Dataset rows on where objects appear
^^^^
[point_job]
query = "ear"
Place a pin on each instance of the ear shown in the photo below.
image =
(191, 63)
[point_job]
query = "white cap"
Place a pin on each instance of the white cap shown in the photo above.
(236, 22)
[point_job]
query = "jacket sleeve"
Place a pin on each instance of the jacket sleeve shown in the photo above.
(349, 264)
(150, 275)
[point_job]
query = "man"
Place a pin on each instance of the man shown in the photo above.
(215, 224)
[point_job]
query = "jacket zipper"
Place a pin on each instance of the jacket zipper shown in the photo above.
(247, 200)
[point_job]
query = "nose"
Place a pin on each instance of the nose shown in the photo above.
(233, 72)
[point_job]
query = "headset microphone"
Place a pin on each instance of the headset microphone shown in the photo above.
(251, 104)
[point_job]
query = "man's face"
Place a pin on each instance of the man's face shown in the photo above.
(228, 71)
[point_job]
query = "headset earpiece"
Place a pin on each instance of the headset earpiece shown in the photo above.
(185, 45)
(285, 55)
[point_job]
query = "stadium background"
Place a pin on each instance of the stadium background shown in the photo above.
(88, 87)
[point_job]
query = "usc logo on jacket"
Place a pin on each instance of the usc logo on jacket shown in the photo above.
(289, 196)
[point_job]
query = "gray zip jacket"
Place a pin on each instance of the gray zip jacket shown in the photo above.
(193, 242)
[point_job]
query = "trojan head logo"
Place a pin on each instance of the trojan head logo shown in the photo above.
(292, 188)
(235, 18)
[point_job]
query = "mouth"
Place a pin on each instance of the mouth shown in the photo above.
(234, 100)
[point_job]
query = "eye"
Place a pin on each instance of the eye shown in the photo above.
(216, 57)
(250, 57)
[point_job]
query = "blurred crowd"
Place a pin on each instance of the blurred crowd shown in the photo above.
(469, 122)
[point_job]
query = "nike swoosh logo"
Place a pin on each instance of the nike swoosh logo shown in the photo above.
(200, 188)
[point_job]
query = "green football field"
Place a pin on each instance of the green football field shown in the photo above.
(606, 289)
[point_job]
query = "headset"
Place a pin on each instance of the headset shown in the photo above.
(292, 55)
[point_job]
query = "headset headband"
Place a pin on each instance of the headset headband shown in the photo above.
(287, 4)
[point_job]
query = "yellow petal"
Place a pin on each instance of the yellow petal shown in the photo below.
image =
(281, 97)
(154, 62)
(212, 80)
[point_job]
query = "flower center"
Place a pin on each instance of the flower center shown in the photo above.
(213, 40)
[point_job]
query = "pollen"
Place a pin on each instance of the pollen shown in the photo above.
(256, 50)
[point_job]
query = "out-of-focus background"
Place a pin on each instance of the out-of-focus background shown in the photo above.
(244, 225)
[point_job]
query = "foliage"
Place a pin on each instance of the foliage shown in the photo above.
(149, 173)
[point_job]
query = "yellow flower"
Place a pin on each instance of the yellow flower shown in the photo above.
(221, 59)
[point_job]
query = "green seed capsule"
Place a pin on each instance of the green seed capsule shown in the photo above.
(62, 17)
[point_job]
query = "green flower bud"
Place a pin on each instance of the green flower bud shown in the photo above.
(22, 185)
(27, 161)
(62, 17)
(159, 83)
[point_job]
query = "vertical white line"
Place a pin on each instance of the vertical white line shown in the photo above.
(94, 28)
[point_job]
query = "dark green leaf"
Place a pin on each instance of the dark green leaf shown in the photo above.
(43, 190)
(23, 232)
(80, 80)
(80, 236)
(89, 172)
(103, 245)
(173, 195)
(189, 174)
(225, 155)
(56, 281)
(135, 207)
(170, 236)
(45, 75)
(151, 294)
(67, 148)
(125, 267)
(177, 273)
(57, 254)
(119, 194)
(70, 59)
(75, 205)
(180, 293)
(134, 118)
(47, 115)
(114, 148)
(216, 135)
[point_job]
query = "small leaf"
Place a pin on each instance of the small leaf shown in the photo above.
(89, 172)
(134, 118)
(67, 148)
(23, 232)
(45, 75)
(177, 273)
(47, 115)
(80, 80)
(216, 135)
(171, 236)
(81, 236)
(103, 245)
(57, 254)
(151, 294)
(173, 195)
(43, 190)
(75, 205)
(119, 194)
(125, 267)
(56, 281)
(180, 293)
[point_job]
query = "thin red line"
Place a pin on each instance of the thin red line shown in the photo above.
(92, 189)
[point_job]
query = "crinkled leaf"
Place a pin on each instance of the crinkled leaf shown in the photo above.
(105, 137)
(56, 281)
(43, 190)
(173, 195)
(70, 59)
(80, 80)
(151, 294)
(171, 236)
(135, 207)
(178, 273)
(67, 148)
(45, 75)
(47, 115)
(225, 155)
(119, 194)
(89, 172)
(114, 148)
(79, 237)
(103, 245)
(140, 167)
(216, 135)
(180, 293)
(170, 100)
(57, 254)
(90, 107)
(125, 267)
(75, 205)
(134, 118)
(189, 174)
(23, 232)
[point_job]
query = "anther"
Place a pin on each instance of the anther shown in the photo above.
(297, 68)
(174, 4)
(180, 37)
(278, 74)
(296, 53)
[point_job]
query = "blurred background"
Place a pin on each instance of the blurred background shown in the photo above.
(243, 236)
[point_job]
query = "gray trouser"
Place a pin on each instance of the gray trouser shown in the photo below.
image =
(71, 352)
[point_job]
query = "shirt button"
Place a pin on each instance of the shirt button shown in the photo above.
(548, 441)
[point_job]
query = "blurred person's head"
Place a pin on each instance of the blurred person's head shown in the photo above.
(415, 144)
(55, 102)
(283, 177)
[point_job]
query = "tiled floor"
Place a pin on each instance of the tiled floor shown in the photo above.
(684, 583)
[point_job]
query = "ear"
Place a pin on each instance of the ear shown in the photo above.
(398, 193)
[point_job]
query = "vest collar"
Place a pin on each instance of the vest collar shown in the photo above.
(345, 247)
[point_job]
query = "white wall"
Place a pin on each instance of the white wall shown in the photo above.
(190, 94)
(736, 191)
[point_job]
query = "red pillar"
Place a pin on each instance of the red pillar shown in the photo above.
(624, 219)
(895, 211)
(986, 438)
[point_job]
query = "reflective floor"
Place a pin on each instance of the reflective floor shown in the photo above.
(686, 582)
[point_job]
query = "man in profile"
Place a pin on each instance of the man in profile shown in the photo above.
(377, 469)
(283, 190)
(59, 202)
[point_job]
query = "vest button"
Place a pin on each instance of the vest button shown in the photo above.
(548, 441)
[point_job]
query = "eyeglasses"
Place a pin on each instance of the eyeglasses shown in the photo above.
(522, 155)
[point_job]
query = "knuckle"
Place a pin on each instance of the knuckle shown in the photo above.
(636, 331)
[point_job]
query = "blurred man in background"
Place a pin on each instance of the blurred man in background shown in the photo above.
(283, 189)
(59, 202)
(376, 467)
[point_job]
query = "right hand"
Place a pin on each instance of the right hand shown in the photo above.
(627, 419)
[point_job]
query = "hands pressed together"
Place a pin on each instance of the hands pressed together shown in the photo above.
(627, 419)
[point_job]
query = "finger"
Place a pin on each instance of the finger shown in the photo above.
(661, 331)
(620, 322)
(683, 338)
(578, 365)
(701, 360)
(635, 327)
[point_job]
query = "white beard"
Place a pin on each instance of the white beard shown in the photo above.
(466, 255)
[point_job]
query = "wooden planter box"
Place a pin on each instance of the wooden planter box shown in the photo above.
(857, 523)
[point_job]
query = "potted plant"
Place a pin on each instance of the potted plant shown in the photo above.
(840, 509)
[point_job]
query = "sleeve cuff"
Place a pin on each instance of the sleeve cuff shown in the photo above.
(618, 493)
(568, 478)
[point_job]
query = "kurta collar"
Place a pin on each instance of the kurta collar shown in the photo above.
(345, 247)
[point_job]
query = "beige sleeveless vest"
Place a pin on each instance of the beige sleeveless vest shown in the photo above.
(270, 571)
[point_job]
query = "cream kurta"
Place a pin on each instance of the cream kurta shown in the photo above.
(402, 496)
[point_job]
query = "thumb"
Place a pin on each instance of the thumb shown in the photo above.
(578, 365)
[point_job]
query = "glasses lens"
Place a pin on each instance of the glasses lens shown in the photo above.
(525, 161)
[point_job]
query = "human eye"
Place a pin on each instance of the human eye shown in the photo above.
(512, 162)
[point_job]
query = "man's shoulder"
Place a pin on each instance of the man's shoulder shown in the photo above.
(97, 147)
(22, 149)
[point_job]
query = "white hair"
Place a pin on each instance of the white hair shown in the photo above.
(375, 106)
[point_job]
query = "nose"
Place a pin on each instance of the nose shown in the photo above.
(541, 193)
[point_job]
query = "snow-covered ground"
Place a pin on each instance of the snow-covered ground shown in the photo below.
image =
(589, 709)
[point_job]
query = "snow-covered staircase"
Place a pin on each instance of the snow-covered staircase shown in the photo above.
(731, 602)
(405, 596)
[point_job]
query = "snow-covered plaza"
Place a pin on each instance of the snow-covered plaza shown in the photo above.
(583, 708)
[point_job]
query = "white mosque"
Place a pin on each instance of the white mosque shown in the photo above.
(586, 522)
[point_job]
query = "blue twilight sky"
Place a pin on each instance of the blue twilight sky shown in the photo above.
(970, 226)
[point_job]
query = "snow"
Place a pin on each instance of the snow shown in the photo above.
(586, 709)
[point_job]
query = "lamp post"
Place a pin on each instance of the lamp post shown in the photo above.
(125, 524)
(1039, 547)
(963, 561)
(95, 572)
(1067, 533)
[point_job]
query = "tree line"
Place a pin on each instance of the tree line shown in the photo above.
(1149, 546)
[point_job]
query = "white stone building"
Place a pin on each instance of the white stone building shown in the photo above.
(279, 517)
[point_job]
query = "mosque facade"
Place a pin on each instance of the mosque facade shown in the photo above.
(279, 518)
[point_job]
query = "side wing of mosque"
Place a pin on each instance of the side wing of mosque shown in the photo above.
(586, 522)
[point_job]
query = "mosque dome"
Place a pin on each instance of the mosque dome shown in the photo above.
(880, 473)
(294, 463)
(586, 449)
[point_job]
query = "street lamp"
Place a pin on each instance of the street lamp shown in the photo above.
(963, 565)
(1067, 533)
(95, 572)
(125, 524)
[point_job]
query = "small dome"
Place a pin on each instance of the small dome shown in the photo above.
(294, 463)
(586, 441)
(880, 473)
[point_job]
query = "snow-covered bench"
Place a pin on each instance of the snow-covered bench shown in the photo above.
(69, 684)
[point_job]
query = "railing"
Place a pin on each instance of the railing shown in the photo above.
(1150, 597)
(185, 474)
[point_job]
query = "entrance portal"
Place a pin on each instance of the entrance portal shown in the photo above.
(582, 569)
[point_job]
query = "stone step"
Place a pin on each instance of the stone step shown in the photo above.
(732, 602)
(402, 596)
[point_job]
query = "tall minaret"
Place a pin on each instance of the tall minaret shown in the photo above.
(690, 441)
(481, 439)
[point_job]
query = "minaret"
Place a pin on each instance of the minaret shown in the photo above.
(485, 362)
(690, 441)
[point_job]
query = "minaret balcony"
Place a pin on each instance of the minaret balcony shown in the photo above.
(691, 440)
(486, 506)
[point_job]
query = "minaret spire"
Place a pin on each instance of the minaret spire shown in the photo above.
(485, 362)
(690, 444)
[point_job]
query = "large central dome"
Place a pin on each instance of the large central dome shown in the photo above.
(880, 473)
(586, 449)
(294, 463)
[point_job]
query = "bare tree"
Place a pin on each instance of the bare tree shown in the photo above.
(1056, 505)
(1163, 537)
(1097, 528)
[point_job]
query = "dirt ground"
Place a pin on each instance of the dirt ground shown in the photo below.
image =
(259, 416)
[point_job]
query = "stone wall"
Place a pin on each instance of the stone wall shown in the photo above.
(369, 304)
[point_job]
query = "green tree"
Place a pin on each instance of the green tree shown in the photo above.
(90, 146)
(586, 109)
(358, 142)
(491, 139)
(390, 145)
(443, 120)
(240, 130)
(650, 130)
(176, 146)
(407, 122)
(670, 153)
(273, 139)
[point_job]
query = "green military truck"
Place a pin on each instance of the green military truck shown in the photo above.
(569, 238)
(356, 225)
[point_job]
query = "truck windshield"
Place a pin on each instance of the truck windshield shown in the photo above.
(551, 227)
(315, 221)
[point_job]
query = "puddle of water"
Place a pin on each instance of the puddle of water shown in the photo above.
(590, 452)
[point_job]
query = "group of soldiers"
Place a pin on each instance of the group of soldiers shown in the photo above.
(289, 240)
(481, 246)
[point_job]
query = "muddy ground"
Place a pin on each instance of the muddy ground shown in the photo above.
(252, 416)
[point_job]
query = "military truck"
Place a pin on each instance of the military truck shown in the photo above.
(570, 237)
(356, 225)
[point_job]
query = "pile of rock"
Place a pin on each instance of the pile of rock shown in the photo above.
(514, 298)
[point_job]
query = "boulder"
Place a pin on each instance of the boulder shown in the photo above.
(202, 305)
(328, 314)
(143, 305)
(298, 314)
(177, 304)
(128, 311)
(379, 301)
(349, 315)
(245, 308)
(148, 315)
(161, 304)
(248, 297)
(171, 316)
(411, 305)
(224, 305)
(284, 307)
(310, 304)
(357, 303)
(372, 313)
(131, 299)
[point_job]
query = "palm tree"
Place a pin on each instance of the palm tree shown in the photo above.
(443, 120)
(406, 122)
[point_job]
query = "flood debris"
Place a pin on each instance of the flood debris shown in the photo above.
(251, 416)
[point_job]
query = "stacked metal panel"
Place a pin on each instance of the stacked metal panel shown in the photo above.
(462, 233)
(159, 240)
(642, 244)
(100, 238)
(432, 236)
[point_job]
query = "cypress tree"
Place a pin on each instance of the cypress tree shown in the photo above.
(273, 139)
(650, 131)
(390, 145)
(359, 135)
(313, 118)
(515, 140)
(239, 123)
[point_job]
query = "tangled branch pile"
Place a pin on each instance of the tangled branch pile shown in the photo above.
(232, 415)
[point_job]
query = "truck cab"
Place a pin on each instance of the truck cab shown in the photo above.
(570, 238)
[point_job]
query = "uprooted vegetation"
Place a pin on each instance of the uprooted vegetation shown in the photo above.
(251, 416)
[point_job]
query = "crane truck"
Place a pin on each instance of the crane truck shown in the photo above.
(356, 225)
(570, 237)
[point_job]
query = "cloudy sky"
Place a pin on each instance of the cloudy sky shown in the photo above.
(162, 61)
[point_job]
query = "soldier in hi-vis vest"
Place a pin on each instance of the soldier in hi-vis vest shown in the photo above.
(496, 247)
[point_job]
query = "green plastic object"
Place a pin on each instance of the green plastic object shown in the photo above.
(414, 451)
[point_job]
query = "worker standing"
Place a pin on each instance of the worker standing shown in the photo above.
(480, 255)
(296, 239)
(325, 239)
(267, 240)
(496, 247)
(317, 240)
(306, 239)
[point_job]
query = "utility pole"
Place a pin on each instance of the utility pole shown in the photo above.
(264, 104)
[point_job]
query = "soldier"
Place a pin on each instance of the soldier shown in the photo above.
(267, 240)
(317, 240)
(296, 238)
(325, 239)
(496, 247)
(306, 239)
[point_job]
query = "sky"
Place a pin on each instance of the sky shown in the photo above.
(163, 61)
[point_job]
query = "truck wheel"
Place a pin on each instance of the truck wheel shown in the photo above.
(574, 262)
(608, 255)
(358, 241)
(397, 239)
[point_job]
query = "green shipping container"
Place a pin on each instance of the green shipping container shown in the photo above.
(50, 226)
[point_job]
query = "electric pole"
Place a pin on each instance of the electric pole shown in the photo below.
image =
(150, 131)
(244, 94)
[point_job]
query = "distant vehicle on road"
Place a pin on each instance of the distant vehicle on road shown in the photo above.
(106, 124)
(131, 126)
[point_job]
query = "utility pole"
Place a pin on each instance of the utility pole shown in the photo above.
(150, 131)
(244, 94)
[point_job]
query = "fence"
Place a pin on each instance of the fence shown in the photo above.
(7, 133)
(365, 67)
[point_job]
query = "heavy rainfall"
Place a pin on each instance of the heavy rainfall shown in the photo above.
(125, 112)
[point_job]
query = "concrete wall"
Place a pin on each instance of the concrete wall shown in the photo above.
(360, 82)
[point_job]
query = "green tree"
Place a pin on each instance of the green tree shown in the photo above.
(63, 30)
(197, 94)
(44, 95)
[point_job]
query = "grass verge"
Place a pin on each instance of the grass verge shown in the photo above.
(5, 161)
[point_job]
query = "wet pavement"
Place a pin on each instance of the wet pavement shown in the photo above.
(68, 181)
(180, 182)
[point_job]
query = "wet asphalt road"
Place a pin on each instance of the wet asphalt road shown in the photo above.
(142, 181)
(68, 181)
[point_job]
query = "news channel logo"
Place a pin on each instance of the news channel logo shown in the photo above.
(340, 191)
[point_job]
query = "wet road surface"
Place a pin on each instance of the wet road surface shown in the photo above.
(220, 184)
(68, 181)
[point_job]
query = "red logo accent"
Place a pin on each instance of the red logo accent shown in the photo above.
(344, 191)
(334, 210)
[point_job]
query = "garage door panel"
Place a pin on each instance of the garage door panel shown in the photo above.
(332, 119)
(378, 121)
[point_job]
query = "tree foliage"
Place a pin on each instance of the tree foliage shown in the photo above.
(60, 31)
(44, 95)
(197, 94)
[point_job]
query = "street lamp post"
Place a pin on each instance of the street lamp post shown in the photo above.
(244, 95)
^^^^
> _Problem details_
How many lines in the records above contain the word "vertical"? Give only the count.

> _Solution below_
2